• **Your objective**: Search the records below for the line containing "Question. Point out every instance of the hanging clothes". Write out that line and every line after it exactly as written.

** Excerpted data follows **

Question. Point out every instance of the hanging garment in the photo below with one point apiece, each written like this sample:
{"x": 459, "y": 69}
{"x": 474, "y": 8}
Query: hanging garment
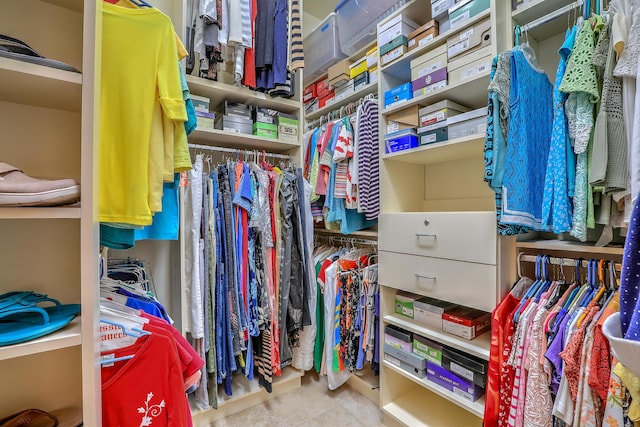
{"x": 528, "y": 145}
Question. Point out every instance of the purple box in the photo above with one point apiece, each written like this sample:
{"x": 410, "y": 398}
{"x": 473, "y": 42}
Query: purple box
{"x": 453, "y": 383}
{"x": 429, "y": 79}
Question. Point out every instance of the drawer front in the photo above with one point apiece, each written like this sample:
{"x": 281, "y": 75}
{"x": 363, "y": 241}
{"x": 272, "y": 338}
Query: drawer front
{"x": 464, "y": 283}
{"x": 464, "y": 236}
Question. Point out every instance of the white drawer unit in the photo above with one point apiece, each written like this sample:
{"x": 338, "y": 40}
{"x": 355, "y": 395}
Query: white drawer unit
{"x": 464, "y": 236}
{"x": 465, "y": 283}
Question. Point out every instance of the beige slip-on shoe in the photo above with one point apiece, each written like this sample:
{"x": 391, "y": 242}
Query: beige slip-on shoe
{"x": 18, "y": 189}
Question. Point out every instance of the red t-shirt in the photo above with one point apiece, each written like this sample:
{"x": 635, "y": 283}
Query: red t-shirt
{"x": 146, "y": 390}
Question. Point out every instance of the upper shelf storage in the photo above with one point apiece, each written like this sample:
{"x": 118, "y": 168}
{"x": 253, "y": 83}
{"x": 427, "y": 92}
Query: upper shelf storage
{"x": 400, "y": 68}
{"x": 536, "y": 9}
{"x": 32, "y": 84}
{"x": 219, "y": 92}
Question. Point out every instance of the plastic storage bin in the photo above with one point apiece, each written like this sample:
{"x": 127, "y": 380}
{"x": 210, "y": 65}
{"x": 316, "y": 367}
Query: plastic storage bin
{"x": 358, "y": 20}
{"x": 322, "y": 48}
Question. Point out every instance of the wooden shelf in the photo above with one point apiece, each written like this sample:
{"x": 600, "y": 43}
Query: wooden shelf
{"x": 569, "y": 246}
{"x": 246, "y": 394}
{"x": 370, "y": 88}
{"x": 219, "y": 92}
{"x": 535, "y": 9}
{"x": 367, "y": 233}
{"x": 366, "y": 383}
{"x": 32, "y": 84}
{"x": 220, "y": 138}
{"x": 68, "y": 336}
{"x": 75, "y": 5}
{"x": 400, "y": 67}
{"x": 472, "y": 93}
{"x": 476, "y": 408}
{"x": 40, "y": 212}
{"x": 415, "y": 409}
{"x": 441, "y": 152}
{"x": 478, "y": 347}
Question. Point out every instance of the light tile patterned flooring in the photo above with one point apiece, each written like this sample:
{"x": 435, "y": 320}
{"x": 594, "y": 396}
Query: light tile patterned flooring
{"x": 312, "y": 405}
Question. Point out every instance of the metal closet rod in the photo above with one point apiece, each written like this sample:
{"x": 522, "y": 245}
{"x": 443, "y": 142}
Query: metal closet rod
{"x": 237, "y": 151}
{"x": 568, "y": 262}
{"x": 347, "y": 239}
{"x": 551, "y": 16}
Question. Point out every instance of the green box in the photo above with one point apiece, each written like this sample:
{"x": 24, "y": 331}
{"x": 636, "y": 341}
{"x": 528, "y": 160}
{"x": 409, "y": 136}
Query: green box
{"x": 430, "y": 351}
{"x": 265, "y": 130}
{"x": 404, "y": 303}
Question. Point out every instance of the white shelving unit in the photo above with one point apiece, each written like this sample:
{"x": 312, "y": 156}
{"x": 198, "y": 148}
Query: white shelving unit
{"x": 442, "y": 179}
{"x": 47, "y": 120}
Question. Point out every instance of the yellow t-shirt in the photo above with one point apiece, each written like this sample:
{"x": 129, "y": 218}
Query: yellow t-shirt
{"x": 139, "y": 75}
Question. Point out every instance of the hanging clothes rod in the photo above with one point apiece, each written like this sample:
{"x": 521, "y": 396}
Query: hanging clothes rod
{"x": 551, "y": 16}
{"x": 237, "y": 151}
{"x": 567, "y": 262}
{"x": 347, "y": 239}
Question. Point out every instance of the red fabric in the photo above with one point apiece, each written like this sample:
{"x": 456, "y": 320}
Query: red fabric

** End of Excerpted data **

• **Solution to this exercise**:
Question. Point out every instance of the hanging clothes rod in the photo above with one point apiece, each written like this sample:
{"x": 521, "y": 396}
Query: hanging clothes rod
{"x": 551, "y": 16}
{"x": 237, "y": 151}
{"x": 567, "y": 262}
{"x": 347, "y": 239}
Question. Point out every instance of the red fabric in the photo above with one point apiece, each written like this sample:
{"x": 456, "y": 320}
Query: red fabric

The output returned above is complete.